Problem to solve
Find how many lines below hold "rear", and give that number as the entire answer.

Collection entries

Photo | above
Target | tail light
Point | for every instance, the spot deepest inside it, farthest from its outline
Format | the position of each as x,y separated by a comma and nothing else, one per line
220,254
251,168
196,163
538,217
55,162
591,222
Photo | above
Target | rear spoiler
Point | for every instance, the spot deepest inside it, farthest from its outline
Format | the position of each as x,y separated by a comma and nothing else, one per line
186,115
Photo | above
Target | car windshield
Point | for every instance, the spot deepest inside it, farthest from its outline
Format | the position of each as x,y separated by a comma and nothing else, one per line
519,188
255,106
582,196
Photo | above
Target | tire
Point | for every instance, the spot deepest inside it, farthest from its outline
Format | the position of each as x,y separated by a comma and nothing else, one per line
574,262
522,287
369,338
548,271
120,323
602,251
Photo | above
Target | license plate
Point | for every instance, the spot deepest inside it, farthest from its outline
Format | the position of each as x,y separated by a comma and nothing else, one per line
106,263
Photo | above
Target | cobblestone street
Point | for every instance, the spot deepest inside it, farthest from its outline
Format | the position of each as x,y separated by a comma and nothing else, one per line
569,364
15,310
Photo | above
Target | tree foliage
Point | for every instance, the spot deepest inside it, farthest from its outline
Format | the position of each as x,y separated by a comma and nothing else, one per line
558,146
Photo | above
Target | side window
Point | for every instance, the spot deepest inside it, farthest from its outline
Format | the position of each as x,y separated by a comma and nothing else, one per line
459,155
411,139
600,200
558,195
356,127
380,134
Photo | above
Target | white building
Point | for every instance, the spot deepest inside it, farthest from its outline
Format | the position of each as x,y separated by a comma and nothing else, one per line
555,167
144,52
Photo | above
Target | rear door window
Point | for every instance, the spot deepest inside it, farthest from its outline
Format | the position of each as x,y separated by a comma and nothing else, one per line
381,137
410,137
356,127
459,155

Exercise output
2